### What is needed
Please count how many lines in the entries below contain the word "image" and reply with only that number.

### Provided records
--- START ---
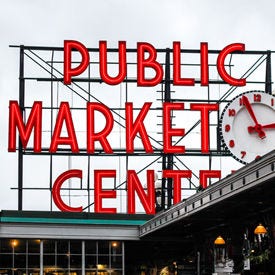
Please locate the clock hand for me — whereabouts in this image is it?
[242,95,265,139]
[248,123,275,133]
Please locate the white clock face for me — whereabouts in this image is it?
[220,91,275,163]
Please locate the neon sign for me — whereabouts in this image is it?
[8,40,250,214]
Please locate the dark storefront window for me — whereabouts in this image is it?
[0,239,123,275]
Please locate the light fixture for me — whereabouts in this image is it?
[214,236,225,245]
[254,223,267,235]
[112,242,118,247]
[11,240,18,247]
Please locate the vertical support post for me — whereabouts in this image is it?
[161,48,173,209]
[121,241,125,275]
[265,51,272,94]
[39,240,44,275]
[18,45,25,210]
[81,241,85,275]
--- END ---
### Solution for this problem
6